### PROVIDED RECORDS
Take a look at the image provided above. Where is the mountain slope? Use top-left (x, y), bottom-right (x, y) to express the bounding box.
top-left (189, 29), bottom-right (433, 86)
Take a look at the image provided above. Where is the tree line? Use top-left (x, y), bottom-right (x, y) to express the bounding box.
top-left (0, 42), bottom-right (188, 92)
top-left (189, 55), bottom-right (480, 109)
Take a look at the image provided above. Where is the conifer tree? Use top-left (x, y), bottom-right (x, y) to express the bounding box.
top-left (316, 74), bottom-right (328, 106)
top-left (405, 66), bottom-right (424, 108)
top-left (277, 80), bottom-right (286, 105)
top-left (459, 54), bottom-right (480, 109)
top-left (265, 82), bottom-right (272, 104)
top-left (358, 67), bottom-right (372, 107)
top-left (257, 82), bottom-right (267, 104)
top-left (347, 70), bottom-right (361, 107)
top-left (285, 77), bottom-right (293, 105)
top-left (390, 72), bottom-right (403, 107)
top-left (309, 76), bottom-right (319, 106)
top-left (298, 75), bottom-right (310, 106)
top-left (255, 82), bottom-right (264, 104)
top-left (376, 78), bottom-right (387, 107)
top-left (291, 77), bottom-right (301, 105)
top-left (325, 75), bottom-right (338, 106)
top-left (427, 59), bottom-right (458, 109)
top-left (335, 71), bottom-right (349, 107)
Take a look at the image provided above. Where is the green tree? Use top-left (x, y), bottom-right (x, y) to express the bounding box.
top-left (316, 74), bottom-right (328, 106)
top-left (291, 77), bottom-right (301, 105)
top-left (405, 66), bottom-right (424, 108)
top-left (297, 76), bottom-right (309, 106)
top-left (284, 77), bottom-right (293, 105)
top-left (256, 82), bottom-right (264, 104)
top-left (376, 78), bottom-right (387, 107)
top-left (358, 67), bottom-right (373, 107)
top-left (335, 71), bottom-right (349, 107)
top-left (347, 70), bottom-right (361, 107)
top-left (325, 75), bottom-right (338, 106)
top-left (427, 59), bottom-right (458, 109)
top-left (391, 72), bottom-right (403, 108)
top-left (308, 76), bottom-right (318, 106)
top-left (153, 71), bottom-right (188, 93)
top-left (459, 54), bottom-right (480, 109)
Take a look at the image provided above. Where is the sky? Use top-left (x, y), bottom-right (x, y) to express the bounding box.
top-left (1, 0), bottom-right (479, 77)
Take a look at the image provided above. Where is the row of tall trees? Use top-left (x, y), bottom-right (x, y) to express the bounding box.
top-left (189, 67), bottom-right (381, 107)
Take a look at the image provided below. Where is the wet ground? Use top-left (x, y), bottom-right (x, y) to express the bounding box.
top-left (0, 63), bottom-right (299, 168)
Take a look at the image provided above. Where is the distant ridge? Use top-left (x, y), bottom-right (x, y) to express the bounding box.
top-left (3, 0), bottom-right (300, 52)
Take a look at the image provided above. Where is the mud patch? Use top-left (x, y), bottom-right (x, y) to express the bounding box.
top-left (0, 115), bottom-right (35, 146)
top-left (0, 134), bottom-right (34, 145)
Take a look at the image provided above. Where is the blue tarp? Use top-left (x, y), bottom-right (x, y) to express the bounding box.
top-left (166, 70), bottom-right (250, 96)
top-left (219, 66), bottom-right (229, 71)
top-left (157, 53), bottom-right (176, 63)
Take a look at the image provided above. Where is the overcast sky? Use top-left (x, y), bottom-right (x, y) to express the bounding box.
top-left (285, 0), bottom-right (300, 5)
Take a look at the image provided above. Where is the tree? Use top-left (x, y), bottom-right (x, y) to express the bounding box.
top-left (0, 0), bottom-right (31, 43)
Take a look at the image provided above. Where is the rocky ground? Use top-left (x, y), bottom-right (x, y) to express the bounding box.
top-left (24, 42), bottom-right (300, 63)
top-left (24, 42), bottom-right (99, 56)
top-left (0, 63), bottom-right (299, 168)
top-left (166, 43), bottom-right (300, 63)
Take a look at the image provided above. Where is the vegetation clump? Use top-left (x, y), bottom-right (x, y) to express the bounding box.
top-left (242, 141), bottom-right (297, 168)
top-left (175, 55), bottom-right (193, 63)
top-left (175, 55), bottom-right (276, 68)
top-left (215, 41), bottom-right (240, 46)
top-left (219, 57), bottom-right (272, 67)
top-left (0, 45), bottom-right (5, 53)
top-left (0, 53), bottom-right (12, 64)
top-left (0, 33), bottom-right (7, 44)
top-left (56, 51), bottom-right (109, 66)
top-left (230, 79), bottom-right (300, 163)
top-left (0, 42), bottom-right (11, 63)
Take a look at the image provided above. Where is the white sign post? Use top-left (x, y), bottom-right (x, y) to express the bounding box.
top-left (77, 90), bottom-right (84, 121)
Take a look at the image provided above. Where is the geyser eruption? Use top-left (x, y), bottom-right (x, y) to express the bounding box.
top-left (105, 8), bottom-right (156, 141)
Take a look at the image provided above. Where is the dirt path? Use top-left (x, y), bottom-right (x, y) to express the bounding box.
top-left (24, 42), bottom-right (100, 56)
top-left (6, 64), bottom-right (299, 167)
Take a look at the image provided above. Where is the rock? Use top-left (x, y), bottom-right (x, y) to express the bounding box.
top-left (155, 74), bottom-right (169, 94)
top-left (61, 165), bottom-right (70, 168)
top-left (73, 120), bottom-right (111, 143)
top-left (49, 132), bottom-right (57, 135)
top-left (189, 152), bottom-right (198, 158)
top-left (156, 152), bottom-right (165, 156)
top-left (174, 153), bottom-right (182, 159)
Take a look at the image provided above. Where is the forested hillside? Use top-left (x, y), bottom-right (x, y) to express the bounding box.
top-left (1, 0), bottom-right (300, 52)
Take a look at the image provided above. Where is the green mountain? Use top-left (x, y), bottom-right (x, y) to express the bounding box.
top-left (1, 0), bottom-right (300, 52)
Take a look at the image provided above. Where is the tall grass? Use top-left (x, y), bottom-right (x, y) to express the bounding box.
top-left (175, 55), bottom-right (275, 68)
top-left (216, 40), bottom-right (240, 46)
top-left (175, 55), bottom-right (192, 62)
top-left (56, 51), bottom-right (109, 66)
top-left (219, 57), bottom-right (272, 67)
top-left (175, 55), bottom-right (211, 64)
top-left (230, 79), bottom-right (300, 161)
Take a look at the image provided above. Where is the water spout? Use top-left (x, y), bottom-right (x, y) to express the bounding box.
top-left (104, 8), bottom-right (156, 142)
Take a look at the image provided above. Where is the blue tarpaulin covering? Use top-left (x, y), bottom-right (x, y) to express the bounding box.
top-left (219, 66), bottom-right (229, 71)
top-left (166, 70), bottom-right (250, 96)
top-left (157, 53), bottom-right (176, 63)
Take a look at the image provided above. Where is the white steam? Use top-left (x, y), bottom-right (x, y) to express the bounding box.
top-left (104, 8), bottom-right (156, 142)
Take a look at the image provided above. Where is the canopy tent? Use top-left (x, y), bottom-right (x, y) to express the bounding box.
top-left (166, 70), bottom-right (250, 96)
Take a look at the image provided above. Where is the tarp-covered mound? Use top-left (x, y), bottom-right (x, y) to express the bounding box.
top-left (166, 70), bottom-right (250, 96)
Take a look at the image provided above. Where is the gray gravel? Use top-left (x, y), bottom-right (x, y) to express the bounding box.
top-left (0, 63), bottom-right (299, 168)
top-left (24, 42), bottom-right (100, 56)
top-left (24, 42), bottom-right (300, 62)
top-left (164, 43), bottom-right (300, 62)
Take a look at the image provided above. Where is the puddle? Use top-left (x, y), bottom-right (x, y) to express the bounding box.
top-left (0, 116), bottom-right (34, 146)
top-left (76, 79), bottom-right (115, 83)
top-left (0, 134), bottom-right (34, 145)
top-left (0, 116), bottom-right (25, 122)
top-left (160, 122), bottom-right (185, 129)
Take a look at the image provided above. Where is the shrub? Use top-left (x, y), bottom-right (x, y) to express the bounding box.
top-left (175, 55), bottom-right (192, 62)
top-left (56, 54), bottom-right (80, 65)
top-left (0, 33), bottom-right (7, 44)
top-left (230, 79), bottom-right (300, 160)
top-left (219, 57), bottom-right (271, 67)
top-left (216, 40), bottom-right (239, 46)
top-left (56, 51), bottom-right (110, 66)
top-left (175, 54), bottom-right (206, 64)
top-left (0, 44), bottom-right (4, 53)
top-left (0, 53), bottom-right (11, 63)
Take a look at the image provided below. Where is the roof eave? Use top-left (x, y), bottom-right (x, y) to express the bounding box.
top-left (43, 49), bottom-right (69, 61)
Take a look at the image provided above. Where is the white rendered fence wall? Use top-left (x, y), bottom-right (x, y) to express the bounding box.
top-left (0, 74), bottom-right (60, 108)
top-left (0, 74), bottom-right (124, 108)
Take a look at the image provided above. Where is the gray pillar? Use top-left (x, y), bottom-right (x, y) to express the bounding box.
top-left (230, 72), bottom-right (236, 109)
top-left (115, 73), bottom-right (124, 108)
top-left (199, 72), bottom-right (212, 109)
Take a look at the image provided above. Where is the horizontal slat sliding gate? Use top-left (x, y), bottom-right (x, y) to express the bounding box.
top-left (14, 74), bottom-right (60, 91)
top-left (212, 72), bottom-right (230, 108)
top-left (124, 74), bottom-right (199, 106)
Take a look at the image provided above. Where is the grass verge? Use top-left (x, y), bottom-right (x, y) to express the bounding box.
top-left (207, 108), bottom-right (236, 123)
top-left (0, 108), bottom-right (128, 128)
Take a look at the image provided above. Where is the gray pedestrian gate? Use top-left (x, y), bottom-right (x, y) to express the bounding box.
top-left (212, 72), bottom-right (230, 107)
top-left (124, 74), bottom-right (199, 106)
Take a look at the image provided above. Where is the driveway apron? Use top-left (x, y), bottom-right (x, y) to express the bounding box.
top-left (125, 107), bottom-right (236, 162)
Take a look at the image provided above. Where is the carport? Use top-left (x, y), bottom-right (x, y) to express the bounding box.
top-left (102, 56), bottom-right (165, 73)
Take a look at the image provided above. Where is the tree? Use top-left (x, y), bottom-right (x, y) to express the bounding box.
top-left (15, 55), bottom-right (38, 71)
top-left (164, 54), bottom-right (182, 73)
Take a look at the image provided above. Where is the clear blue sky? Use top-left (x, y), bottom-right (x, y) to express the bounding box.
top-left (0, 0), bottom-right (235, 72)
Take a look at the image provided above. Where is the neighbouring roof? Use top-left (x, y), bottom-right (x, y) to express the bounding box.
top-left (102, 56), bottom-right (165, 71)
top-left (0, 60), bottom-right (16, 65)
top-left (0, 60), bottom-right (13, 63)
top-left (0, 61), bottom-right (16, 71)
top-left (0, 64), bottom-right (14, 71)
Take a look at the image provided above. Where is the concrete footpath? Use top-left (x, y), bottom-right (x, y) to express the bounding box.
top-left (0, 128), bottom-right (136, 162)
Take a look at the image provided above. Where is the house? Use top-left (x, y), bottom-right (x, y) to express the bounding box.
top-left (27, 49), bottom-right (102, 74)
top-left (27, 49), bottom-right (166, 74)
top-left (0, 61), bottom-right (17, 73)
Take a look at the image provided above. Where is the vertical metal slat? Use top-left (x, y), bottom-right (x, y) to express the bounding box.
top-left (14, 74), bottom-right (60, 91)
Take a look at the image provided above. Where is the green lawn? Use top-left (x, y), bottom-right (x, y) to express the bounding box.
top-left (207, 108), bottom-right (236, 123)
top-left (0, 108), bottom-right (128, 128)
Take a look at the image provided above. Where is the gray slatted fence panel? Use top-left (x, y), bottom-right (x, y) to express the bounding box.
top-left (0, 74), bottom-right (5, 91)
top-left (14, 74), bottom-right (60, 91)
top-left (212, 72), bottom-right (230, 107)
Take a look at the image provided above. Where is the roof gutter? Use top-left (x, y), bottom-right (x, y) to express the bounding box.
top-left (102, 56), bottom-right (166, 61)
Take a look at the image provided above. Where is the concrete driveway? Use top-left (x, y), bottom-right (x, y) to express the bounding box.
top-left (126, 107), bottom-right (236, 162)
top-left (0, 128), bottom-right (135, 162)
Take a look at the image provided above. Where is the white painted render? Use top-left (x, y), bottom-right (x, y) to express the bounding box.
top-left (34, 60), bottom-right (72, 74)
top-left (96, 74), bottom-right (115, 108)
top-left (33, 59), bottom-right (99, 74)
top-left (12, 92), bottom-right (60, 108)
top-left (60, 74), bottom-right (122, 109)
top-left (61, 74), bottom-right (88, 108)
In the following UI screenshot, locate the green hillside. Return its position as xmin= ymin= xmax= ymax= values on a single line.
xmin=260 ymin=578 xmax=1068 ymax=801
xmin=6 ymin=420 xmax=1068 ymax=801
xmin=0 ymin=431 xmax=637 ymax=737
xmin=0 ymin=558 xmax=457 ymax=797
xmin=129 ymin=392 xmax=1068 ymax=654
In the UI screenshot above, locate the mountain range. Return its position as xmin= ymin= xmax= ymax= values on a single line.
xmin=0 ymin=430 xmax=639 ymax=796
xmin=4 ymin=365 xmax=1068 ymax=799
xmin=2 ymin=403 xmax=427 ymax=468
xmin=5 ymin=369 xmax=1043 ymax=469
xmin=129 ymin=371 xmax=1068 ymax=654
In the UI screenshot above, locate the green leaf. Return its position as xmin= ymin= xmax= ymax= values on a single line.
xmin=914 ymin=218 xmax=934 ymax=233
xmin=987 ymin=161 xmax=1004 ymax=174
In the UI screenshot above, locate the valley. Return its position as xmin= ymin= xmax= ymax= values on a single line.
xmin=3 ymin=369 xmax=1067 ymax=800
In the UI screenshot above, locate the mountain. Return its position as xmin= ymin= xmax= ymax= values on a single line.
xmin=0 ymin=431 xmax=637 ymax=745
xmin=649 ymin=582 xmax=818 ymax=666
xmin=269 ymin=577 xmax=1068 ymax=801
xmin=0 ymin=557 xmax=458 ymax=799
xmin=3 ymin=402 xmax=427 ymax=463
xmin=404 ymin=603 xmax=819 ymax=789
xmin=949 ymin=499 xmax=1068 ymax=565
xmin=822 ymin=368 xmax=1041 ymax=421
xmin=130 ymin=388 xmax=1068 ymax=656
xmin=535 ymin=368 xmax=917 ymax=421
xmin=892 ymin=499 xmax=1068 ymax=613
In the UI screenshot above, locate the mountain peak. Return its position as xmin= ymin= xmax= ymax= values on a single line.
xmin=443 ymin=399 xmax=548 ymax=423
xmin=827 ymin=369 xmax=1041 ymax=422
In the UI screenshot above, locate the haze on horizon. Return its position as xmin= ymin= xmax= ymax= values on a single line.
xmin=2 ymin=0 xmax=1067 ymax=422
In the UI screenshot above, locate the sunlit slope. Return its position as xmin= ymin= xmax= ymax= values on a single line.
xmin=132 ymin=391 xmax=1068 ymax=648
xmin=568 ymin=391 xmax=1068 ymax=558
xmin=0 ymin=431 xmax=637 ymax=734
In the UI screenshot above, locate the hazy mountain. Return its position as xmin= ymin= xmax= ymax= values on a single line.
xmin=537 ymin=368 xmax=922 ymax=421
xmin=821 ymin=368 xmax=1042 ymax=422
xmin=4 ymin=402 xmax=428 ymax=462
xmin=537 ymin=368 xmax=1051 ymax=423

### WHAT THE TASK ASKS
Please retype, exactly as written, every line from the line containing "In the UI screenshot above, locate the valley." through the last line of the records above, including both of those lines, and nothing else.

### RESPONSE
In the UI screenshot above, locate the valley. Return its position as xmin= ymin= xmax= ymax= values on a single line.
xmin=3 ymin=369 xmax=1067 ymax=800
In the UI screenshot above, locate the mountain. Return its position as xmin= ymin= xmax= ymax= values on a single line.
xmin=0 ymin=431 xmax=637 ymax=745
xmin=649 ymin=582 xmax=818 ymax=666
xmin=269 ymin=577 xmax=1068 ymax=801
xmin=0 ymin=557 xmax=458 ymax=799
xmin=3 ymin=402 xmax=427 ymax=463
xmin=404 ymin=603 xmax=819 ymax=789
xmin=949 ymin=499 xmax=1068 ymax=565
xmin=822 ymin=368 xmax=1041 ymax=421
xmin=130 ymin=388 xmax=1068 ymax=656
xmin=535 ymin=368 xmax=917 ymax=421
xmin=892 ymin=499 xmax=1068 ymax=613
In the UI screenshot above, locate the mountain peak. Return its position as xmin= ymin= xmax= ymax= values on a single line.
xmin=443 ymin=399 xmax=548 ymax=423
xmin=827 ymin=369 xmax=1041 ymax=422
In the UI screenshot above, locate the haze on horizon. Return its position as xmin= ymin= xmax= ymax= values on a single line.
xmin=2 ymin=0 xmax=1067 ymax=422
In the UI screenshot above, locate the sunlit slope. Return its position as xmin= ymin= xmax= ymax= values on a single line.
xmin=132 ymin=391 xmax=1068 ymax=648
xmin=568 ymin=391 xmax=1068 ymax=558
xmin=0 ymin=431 xmax=637 ymax=734
In the UI screenshot above, locate the hazy mountain. Return its position as xmin= ymin= xmax= ymax= values on a single line.
xmin=537 ymin=368 xmax=922 ymax=421
xmin=821 ymin=368 xmax=1042 ymax=422
xmin=4 ymin=402 xmax=428 ymax=462
xmin=537 ymin=368 xmax=1051 ymax=423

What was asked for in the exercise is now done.